> **Work to complete**:
How many lines in the records below contain the string "pole"? Reply with the number alone.

> **Information shown**:
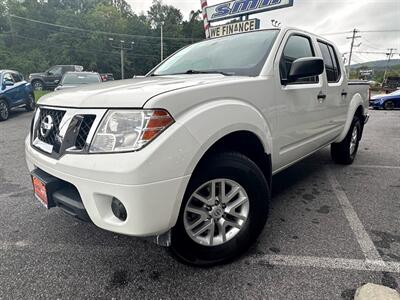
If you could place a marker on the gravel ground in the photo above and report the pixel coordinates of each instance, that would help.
(325, 221)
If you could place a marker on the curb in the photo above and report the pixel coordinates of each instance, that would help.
(371, 291)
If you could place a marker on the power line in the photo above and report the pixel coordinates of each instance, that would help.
(362, 31)
(75, 48)
(101, 32)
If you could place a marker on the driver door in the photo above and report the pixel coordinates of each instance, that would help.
(300, 106)
(10, 91)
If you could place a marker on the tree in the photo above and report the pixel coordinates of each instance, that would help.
(32, 45)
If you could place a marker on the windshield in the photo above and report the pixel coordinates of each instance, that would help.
(395, 93)
(242, 54)
(80, 79)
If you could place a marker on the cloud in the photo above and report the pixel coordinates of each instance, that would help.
(323, 16)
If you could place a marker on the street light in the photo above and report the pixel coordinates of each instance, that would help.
(122, 49)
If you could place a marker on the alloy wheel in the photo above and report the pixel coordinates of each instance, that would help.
(216, 212)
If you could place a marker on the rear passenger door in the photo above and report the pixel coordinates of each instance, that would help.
(300, 123)
(10, 91)
(336, 102)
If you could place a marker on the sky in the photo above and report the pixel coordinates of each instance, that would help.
(325, 17)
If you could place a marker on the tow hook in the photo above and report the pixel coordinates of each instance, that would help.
(164, 239)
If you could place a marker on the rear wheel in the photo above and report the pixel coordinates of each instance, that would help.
(4, 110)
(224, 210)
(389, 105)
(30, 103)
(346, 151)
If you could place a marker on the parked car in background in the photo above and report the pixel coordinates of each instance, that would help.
(76, 79)
(107, 76)
(14, 92)
(51, 78)
(386, 101)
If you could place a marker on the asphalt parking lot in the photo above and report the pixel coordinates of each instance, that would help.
(331, 229)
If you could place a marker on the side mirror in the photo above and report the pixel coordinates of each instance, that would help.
(305, 67)
(8, 83)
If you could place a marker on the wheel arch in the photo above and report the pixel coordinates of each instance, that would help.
(38, 79)
(356, 108)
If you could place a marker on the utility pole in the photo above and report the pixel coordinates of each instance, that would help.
(122, 49)
(162, 42)
(353, 38)
(389, 55)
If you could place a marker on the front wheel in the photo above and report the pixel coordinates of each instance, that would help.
(346, 151)
(389, 105)
(4, 110)
(224, 210)
(30, 103)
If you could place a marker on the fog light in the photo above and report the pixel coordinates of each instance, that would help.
(118, 209)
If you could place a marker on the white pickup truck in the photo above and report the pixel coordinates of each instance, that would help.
(187, 153)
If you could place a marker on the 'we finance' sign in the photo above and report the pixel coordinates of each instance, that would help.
(233, 28)
(238, 8)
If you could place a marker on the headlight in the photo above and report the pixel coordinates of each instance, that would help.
(129, 130)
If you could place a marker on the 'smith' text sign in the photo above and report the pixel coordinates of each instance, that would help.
(238, 8)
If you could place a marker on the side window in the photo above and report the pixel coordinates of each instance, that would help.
(17, 77)
(331, 62)
(297, 46)
(8, 77)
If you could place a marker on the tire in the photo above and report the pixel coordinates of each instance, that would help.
(232, 169)
(388, 105)
(345, 152)
(30, 103)
(38, 85)
(4, 110)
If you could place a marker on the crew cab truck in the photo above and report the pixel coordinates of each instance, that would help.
(187, 153)
(51, 78)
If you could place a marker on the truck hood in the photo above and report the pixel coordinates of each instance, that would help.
(127, 93)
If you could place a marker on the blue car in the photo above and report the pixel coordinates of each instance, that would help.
(389, 101)
(14, 92)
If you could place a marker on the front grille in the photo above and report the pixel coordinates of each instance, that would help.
(67, 131)
(84, 130)
(57, 116)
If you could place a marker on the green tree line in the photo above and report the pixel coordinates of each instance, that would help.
(36, 34)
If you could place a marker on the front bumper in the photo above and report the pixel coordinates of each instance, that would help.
(146, 182)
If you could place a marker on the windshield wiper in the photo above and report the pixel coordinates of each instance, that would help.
(197, 72)
(208, 72)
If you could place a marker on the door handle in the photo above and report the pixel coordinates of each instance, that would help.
(321, 96)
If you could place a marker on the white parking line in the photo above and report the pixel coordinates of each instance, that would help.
(15, 193)
(328, 263)
(375, 167)
(363, 239)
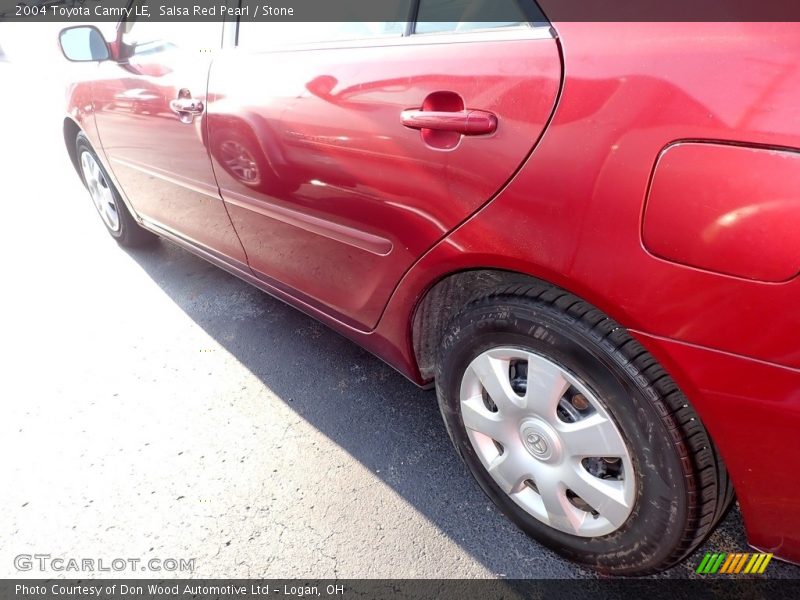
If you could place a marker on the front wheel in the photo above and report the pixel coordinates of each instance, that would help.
(106, 199)
(576, 433)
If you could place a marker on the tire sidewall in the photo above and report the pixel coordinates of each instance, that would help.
(82, 146)
(658, 517)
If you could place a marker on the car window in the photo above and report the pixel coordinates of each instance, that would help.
(441, 16)
(146, 38)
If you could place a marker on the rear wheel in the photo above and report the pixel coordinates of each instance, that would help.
(576, 433)
(112, 210)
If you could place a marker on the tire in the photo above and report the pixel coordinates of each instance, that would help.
(115, 215)
(596, 414)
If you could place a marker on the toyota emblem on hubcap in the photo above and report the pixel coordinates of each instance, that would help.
(536, 444)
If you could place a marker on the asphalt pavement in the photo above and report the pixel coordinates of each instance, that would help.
(154, 406)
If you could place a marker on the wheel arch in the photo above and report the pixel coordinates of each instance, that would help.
(444, 298)
(71, 130)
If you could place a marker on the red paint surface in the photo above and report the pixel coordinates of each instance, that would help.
(728, 209)
(393, 215)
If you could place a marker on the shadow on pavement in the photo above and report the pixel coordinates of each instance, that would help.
(381, 419)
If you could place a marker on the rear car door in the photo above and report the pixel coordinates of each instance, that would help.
(344, 151)
(149, 110)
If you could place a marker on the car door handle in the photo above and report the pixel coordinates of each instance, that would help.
(186, 107)
(465, 122)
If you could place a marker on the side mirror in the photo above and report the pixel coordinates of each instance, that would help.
(83, 44)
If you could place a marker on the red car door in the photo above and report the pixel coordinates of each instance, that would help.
(341, 161)
(149, 110)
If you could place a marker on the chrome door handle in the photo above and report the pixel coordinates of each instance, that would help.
(465, 122)
(186, 107)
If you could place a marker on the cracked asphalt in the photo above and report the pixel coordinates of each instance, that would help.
(155, 406)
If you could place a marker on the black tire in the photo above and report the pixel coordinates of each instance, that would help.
(682, 487)
(129, 234)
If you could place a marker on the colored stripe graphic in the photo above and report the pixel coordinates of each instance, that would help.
(767, 558)
(701, 568)
(730, 564)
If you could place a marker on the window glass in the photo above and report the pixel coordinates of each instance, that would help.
(438, 16)
(146, 38)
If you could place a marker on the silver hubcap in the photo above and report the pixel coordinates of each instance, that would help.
(100, 190)
(548, 442)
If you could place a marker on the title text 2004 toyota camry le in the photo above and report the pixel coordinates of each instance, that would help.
(585, 235)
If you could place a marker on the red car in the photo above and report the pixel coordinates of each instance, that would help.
(584, 235)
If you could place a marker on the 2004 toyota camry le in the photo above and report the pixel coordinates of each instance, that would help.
(583, 234)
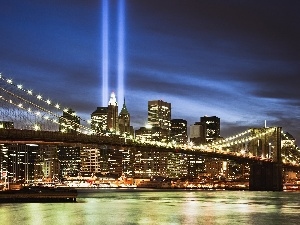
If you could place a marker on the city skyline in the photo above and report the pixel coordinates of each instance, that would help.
(237, 61)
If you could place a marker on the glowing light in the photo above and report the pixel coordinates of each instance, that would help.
(104, 52)
(121, 19)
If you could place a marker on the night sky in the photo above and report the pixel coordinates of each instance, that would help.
(238, 60)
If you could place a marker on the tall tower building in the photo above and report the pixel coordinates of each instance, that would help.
(159, 118)
(179, 131)
(197, 133)
(159, 114)
(99, 120)
(112, 114)
(124, 120)
(69, 122)
(211, 126)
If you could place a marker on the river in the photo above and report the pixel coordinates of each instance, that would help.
(144, 206)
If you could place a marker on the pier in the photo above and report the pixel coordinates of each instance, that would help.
(39, 195)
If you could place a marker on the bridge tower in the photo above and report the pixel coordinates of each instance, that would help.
(267, 175)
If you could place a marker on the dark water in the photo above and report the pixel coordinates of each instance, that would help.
(160, 207)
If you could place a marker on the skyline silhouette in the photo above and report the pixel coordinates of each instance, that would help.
(238, 61)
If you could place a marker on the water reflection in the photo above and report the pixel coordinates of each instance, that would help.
(160, 207)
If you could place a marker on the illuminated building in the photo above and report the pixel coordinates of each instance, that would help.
(150, 163)
(99, 120)
(112, 114)
(124, 120)
(179, 131)
(18, 160)
(6, 125)
(69, 160)
(49, 162)
(197, 133)
(146, 134)
(211, 126)
(69, 122)
(159, 118)
(90, 160)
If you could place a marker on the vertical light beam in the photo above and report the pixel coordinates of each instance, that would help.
(105, 52)
(121, 18)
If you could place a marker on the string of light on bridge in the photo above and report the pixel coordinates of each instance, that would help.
(30, 92)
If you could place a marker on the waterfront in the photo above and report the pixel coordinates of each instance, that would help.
(132, 206)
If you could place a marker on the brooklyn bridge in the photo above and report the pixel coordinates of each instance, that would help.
(32, 147)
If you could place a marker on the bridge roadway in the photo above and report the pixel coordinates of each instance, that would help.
(17, 136)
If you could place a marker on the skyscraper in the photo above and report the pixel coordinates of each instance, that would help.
(159, 117)
(112, 114)
(211, 127)
(69, 122)
(159, 114)
(179, 131)
(99, 120)
(124, 120)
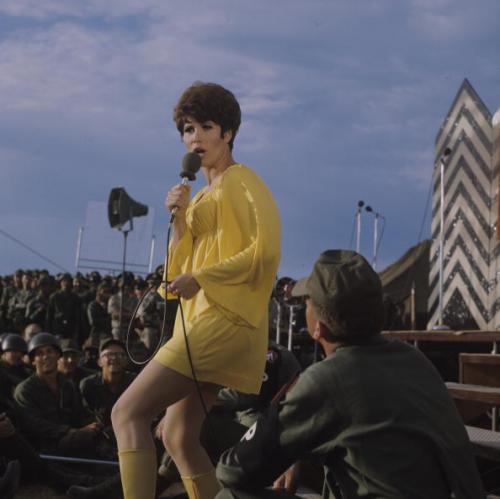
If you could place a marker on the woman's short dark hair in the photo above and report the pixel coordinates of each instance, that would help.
(209, 102)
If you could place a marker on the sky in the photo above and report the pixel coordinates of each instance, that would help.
(341, 102)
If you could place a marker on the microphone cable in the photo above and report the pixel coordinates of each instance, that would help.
(162, 335)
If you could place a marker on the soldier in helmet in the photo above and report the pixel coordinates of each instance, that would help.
(101, 390)
(64, 311)
(13, 349)
(69, 362)
(359, 411)
(97, 314)
(36, 309)
(9, 290)
(52, 413)
(19, 302)
(121, 306)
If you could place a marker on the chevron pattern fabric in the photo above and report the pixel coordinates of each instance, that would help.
(470, 213)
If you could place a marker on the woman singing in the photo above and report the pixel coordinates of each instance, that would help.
(224, 256)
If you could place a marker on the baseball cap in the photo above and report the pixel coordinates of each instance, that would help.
(343, 282)
(110, 341)
(69, 345)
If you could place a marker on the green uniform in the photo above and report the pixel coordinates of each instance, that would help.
(63, 315)
(36, 310)
(99, 321)
(98, 397)
(18, 304)
(7, 293)
(51, 421)
(377, 416)
(281, 367)
(114, 304)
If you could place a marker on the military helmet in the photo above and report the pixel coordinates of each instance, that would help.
(14, 342)
(42, 340)
(2, 336)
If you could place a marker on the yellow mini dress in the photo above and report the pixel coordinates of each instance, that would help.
(232, 248)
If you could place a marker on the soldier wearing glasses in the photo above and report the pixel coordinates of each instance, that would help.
(100, 391)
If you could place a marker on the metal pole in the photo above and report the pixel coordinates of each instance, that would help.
(441, 243)
(151, 254)
(358, 230)
(413, 311)
(278, 321)
(375, 241)
(290, 327)
(78, 247)
(125, 236)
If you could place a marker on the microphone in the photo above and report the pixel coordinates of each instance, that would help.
(191, 163)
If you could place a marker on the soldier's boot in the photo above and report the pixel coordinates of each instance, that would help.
(61, 479)
(9, 482)
(110, 488)
(203, 486)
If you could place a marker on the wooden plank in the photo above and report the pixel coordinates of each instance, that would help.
(486, 443)
(479, 369)
(475, 393)
(445, 336)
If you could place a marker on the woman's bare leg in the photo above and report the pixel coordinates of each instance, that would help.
(182, 428)
(155, 388)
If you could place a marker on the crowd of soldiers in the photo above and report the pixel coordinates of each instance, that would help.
(64, 363)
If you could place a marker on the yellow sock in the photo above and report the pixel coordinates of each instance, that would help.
(203, 486)
(138, 473)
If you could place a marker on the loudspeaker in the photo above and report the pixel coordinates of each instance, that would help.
(122, 208)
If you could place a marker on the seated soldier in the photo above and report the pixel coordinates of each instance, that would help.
(281, 368)
(13, 446)
(13, 348)
(69, 362)
(51, 411)
(90, 354)
(97, 315)
(101, 390)
(375, 412)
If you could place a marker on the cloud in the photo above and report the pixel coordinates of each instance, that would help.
(339, 103)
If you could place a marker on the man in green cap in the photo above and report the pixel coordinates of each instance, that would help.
(374, 412)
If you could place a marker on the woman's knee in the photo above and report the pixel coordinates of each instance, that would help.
(127, 410)
(179, 440)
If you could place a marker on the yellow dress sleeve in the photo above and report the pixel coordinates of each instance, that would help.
(179, 261)
(248, 238)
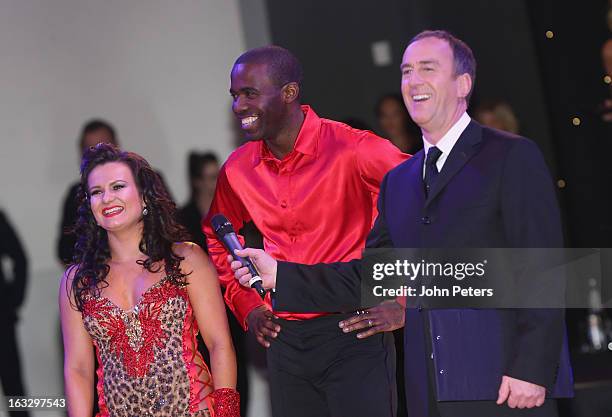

> **Exercise answer**:
2